# Task instructions
What number of lines in the data below contain the string "above"? Answer with that number alone.

# Exercise inputs

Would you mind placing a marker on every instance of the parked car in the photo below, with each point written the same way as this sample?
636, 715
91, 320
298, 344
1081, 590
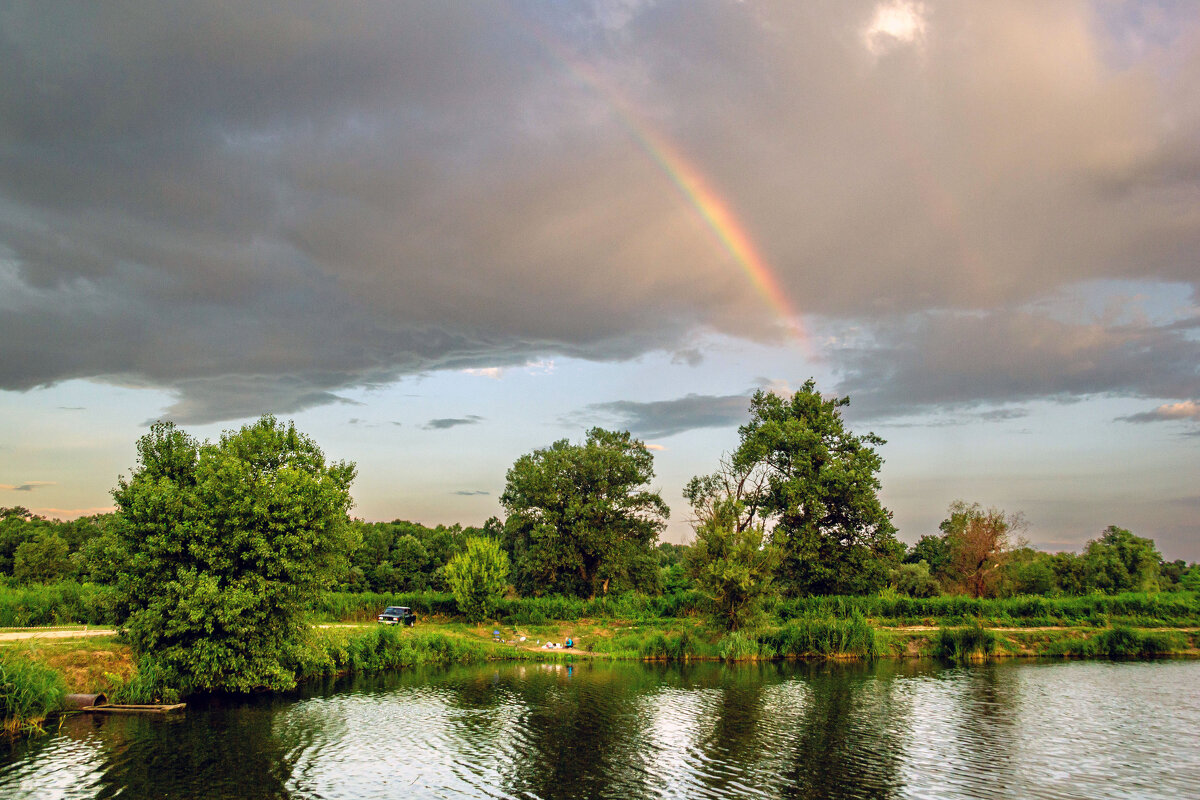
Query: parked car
397, 615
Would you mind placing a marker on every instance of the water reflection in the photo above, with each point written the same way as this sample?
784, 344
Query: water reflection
633, 731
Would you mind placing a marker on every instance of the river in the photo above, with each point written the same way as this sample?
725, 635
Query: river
630, 731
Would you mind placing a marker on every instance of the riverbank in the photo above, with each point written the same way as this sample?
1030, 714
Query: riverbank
105, 663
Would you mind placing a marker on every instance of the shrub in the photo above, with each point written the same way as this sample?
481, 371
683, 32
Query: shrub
826, 638
479, 577
28, 692
738, 645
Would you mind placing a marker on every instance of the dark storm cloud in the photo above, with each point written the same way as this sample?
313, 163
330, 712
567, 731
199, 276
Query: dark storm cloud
453, 422
261, 205
661, 419
951, 360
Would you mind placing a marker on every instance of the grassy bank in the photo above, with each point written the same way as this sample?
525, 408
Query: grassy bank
29, 691
35, 674
70, 602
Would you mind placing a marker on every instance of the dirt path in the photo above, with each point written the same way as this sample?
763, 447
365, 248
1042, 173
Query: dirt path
1032, 627
48, 633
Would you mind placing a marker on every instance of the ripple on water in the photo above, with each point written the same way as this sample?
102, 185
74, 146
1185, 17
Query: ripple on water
1055, 731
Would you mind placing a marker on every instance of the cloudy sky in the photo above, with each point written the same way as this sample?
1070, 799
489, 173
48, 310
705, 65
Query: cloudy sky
442, 234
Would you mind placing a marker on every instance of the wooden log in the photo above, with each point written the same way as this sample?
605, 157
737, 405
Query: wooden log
76, 702
156, 708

# Response below
10